## Problem statement
Update the entries below by changing "photograph" to "image" wherever it occurs, keeping everything else the same and leaving out the pictures.

## Exercise data
* BEGIN *
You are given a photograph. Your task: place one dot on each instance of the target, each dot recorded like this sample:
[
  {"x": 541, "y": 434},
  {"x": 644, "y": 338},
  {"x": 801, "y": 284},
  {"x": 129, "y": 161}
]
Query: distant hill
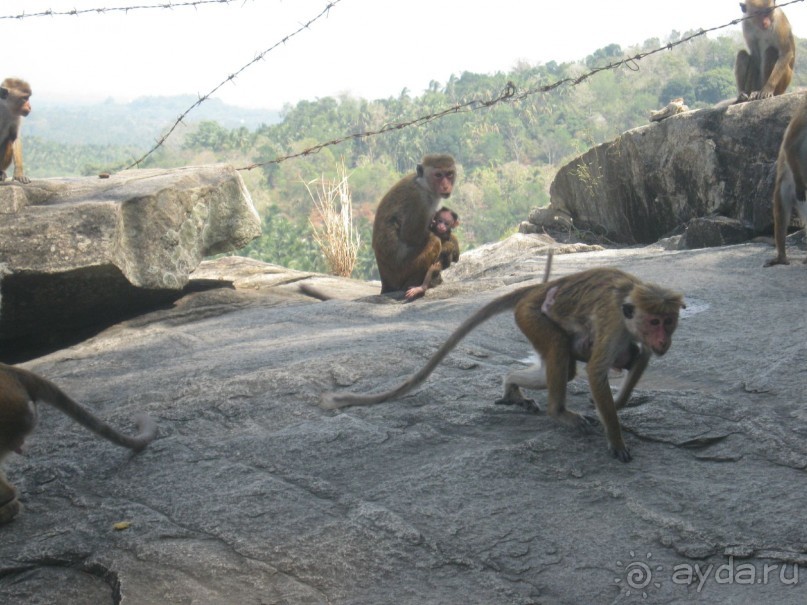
[{"x": 138, "y": 122}]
* END *
## Exercise solution
You are given a image. Your task: place one dot on each instance of the target, each dot recorded like this sample:
[
  {"x": 541, "y": 434},
  {"x": 644, "y": 338},
  {"x": 801, "y": 284},
  {"x": 129, "y": 161}
]
Query: distant hill
[{"x": 138, "y": 122}]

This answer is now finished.